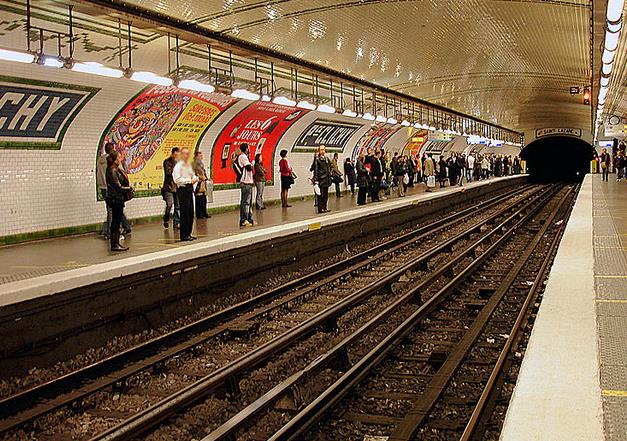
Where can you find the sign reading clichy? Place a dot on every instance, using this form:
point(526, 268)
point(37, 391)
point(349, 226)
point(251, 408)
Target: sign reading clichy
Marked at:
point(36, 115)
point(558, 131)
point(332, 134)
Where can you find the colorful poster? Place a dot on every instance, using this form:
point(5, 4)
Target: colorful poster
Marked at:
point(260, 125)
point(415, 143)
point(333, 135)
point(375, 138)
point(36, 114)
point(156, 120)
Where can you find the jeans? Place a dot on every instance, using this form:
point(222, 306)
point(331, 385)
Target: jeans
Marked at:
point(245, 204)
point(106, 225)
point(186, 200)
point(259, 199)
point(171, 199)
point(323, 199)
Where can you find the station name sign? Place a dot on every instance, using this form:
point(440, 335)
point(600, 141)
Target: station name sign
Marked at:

• WHAT YOU ARE ASKED TO DO:
Excluding the pictures, transcribe each entry above word for word.

• ANSWER TO THIS PROBLEM:
Where can you find the sign reading clichy? Place a dot on every instance, using this form:
point(526, 268)
point(37, 391)
point(349, 226)
point(251, 408)
Target: sign reading clichy
Marked at:
point(36, 115)
point(558, 131)
point(332, 134)
Where can you find the colorful poster? Place a dot on every instance, using this form:
point(5, 4)
Target: colorful poster
Marked at:
point(260, 125)
point(415, 143)
point(333, 135)
point(375, 138)
point(36, 114)
point(156, 120)
Where can you find the jeans? Place a dot on every instance, using this form:
point(222, 306)
point(331, 385)
Target: jeans
Marked at:
point(245, 204)
point(106, 225)
point(186, 200)
point(259, 199)
point(171, 199)
point(323, 199)
Where can you find the station name sign? Place a dot on every instance, using this form:
point(440, 335)
point(600, 141)
Target: station name sign
Marked at:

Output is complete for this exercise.